■ **AIM OF THE EXERCISE**:
Report each line of the data that contains the string "below".

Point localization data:
=======

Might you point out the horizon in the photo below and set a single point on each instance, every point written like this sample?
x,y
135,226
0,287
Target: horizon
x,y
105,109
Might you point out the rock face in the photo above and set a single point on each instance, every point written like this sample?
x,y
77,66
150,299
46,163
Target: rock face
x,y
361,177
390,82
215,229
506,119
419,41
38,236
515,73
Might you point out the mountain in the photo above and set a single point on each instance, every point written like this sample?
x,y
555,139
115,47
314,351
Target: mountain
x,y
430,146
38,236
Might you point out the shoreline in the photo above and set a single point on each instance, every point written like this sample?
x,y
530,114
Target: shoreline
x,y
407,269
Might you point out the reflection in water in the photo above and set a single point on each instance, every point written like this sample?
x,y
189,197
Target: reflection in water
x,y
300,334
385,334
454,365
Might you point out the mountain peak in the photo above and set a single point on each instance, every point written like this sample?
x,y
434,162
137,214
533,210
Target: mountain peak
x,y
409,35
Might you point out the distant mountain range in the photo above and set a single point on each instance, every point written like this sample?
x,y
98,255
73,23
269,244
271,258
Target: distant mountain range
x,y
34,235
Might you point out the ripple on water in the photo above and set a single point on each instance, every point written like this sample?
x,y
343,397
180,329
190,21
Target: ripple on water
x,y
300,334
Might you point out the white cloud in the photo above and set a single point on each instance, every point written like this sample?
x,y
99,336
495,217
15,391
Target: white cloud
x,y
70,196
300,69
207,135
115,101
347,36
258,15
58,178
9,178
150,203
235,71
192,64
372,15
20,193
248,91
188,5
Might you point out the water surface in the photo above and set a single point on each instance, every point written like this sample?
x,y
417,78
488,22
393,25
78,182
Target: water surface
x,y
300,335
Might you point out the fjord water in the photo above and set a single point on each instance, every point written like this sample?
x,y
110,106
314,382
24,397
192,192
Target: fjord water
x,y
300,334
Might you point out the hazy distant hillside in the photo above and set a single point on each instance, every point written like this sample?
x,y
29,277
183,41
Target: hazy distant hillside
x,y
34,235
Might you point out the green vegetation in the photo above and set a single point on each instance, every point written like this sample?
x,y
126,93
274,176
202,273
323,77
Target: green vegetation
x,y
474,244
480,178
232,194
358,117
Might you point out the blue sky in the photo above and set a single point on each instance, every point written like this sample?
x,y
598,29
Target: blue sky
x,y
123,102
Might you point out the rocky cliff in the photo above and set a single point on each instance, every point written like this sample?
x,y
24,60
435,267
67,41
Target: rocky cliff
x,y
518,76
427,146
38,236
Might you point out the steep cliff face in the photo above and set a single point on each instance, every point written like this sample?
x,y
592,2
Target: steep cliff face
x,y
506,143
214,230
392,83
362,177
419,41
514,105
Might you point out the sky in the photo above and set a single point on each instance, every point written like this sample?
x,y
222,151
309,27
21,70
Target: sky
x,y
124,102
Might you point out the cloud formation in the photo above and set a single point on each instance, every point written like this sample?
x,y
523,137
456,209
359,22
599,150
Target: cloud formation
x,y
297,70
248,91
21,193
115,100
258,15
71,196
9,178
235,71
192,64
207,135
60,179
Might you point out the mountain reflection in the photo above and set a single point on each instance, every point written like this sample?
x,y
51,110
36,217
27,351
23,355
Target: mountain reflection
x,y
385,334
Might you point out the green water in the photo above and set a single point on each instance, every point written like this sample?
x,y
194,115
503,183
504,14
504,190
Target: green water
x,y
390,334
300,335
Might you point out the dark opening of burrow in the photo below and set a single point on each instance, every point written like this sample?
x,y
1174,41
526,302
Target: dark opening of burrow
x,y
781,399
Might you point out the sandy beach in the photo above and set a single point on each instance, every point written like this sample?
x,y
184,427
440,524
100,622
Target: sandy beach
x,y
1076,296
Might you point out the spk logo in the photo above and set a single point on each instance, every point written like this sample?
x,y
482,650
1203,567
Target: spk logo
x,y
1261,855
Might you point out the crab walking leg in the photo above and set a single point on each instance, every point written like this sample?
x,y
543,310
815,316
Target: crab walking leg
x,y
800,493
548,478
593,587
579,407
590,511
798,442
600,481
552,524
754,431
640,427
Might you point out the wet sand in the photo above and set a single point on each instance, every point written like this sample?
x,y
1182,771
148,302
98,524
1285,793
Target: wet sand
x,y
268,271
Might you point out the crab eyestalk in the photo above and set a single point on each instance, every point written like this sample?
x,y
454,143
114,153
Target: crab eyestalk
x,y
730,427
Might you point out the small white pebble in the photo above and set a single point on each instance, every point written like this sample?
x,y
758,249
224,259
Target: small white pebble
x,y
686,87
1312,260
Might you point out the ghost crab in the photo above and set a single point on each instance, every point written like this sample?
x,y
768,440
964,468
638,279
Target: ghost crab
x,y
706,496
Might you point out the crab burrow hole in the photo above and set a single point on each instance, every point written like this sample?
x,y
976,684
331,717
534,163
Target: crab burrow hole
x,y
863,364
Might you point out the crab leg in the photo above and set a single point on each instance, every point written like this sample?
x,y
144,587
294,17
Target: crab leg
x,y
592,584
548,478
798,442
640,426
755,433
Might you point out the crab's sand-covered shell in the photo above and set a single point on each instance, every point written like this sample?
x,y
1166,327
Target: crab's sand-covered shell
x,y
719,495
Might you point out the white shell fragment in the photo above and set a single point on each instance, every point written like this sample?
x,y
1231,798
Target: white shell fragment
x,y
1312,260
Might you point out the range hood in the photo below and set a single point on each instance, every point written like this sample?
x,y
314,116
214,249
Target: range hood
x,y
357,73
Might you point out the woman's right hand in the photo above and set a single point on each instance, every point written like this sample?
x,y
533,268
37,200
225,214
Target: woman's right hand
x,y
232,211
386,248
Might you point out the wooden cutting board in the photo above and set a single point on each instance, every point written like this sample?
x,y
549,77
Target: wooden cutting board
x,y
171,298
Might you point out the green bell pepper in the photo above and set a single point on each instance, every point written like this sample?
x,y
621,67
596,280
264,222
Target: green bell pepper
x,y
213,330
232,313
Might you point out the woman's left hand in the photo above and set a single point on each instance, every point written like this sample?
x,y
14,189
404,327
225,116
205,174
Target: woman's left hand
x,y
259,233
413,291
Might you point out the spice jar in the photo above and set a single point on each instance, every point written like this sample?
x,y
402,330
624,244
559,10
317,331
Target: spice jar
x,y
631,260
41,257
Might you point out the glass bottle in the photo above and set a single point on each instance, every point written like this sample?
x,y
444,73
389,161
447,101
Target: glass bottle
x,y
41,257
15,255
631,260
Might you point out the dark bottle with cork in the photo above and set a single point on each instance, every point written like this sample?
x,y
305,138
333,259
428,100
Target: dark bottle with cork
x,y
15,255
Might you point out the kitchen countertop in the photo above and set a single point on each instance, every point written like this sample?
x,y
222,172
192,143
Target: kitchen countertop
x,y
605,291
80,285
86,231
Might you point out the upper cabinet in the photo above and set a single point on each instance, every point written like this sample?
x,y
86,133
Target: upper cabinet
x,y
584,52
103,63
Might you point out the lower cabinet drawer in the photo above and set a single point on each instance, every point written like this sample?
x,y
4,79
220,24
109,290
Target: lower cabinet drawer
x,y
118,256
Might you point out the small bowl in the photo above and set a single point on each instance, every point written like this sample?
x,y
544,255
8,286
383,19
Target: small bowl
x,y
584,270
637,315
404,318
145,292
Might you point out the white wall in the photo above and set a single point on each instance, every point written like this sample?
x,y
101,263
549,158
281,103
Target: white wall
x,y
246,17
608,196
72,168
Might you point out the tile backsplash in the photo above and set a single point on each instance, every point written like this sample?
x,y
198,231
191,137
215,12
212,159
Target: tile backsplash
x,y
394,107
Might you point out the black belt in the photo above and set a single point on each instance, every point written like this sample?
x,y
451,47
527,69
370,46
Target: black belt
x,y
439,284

=======

■ **TASK SOLUTION**:
Might you point out the horizon in the photo below and set a single point on each instance, every point written like this sample?
Might you point out the dark opening of burrow in the photo below and set a single point on each instance, every point written like this sample?
Might you point out the range hood in the photo below and set a single point on each instance, every point written like this sample?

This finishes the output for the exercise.